§ EXERCISE INPUTS
━━━━

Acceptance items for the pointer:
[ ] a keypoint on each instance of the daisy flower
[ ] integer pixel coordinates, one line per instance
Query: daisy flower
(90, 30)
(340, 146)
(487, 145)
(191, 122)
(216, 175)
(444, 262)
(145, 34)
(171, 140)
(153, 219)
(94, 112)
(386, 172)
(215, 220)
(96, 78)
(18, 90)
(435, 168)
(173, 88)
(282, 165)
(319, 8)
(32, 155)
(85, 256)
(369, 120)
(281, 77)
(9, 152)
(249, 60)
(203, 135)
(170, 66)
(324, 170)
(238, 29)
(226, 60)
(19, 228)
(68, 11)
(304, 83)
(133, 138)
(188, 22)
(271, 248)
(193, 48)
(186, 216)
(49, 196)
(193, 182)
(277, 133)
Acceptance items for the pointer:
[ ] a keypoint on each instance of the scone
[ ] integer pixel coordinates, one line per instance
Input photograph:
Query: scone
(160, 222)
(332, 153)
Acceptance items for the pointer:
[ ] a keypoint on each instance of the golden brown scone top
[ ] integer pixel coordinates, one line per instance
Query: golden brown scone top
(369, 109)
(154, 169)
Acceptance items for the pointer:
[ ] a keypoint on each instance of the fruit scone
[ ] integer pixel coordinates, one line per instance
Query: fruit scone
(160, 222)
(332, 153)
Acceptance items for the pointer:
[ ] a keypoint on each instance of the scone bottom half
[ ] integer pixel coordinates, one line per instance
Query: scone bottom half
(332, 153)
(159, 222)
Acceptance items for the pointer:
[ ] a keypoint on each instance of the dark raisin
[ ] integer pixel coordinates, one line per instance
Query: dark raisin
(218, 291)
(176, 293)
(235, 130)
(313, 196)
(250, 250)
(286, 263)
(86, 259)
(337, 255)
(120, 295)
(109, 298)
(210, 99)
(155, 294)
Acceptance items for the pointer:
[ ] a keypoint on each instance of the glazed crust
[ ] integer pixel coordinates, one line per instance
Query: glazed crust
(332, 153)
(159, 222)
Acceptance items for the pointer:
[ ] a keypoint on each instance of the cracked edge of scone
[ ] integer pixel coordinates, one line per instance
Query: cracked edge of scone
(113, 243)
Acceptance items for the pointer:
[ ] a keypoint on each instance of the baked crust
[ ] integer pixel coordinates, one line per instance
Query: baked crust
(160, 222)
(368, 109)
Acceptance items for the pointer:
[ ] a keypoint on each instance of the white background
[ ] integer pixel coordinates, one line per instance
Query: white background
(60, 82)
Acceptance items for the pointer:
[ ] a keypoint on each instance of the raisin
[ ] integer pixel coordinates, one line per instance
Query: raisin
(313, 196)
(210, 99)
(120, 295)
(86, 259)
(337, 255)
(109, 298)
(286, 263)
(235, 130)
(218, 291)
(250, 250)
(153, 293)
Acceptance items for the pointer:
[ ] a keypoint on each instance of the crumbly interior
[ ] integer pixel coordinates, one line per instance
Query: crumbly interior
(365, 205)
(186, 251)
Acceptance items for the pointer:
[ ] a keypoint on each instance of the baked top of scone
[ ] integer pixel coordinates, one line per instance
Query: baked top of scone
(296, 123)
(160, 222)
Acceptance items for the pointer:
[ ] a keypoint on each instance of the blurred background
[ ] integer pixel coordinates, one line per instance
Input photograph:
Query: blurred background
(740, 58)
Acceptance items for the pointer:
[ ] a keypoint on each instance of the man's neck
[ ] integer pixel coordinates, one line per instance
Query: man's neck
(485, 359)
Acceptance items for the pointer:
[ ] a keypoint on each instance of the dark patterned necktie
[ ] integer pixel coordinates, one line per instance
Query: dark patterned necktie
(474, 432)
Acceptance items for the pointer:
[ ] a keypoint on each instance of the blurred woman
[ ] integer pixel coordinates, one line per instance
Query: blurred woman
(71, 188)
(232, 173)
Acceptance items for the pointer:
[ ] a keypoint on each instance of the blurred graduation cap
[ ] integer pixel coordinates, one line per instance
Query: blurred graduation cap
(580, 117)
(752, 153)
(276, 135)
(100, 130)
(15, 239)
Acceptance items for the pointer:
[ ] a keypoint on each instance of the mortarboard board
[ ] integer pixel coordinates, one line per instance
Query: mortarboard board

━━━━

§ THE TASK
Check each line of the records for the word "mortarboard", then state how many lines have it, as a number only.

§ OUTPUT BELOW
2